▶ _What you need to do_:
What is the number of lines in the data that contain "window"? Nothing besides that number, please.

[Start of Attachment]

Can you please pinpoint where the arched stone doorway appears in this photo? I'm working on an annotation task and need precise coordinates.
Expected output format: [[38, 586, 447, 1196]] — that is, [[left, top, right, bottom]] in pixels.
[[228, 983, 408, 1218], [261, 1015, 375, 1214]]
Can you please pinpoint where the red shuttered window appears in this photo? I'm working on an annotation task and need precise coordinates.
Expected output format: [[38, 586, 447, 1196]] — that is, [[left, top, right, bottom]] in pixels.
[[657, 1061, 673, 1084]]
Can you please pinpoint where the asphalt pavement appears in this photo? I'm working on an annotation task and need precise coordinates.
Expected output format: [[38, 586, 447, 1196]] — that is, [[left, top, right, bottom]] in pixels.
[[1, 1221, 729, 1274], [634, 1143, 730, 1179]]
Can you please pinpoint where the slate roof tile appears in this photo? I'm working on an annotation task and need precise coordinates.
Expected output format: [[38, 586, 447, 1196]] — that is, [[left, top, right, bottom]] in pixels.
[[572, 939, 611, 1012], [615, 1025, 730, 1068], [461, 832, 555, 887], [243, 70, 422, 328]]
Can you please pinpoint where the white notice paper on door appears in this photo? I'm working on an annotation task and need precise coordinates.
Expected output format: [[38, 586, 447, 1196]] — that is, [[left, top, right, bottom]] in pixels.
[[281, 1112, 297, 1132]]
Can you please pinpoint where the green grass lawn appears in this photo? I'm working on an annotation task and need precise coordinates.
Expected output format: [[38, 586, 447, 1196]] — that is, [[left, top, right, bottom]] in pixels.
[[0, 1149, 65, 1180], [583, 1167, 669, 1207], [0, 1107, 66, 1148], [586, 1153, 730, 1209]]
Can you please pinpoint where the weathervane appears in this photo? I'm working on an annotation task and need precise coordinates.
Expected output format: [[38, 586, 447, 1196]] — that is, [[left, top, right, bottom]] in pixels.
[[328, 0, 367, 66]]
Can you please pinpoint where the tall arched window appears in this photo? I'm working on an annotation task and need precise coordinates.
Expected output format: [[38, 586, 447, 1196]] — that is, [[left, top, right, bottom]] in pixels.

[End of Attachment]

▶ _Result_:
2